* [What the task asks]: Copy the lines below word for word, but leave the pictures out.

* [Source records]:
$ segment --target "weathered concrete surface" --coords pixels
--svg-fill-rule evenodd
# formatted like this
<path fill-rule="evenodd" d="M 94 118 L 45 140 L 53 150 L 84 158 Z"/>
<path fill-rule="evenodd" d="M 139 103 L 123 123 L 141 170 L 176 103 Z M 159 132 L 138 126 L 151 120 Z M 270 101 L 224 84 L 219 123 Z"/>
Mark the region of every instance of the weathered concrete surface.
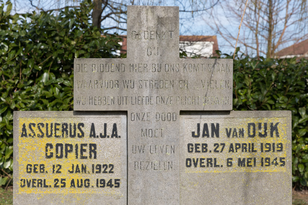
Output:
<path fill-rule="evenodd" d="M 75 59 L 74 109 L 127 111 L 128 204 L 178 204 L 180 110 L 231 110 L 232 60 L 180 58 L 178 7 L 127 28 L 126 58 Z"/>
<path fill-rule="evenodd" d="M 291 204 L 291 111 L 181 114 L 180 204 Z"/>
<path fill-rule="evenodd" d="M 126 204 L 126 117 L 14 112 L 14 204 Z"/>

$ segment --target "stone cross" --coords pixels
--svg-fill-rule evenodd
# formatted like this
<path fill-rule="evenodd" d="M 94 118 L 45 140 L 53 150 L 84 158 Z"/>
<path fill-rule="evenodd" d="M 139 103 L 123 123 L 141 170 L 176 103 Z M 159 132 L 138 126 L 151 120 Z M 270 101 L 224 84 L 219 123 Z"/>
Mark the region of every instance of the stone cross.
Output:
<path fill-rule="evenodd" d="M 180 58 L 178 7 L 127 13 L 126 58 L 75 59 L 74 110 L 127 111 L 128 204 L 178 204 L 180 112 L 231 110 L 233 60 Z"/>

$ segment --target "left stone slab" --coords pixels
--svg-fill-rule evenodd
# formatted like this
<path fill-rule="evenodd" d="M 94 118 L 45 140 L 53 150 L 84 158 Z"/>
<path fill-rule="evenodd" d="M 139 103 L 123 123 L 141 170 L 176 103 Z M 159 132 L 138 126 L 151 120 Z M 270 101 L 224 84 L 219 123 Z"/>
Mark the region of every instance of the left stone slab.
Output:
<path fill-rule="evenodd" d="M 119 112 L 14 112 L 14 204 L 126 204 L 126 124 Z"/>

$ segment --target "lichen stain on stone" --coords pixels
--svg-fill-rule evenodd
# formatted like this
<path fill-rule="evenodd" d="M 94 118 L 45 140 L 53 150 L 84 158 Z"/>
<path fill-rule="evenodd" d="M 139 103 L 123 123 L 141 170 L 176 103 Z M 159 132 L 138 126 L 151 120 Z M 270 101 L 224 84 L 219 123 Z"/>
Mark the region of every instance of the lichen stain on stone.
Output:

* [Result]:
$ segment --target "weathered concrete surface" --coords pixels
--svg-fill-rule evenodd
# formatted like this
<path fill-rule="evenodd" d="M 94 118 L 45 140 L 53 150 L 84 158 Z"/>
<path fill-rule="evenodd" d="M 139 103 L 123 123 L 141 170 L 176 103 Z M 159 132 L 138 126 L 151 120 Z M 270 101 L 224 84 L 219 123 Z"/>
Mark the region of every instance of the weathered concrete surface.
Output:
<path fill-rule="evenodd" d="M 75 59 L 74 109 L 127 111 L 128 204 L 178 204 L 180 110 L 231 110 L 232 60 L 180 58 L 178 7 L 127 28 L 126 58 Z"/>
<path fill-rule="evenodd" d="M 291 204 L 291 111 L 181 114 L 180 204 Z"/>
<path fill-rule="evenodd" d="M 126 204 L 126 117 L 14 112 L 14 204 Z"/>

$ segment --target "stone cross" --coords pixels
--svg-fill-rule evenodd
# formatted like this
<path fill-rule="evenodd" d="M 94 118 L 45 140 L 53 150 L 84 158 Z"/>
<path fill-rule="evenodd" d="M 139 103 L 123 123 L 141 170 L 176 103 Z M 159 132 L 138 126 L 151 120 Z M 270 101 L 224 84 L 219 123 Z"/>
Mark the region of every instance of the stone cross.
Output:
<path fill-rule="evenodd" d="M 180 58 L 178 7 L 127 13 L 126 58 L 75 59 L 74 110 L 127 111 L 128 204 L 178 204 L 180 112 L 231 110 L 233 60 Z"/>

$ segment --target "left stone slab" --coords pixels
--svg-fill-rule evenodd
# formatted like this
<path fill-rule="evenodd" d="M 94 118 L 45 140 L 53 150 L 84 158 Z"/>
<path fill-rule="evenodd" d="M 139 103 L 123 123 L 141 170 L 176 103 Z M 159 132 L 138 126 L 151 120 Z M 270 101 L 224 84 L 219 123 Z"/>
Mark the region of every instance of the left stone slab.
Output:
<path fill-rule="evenodd" d="M 119 112 L 14 112 L 14 204 L 126 204 L 126 124 Z"/>

$ segment --target "lichen stain on stone" --coords pixels
--svg-fill-rule evenodd
# formatted like this
<path fill-rule="evenodd" d="M 94 118 L 45 140 L 53 150 L 84 158 Z"/>
<path fill-rule="evenodd" d="M 139 103 L 123 123 L 141 170 L 176 103 Z M 159 132 L 138 126 L 151 120 Z M 270 101 L 224 84 L 219 123 Z"/>
Mark the region of every instance of the lichen stain on stone.
Output:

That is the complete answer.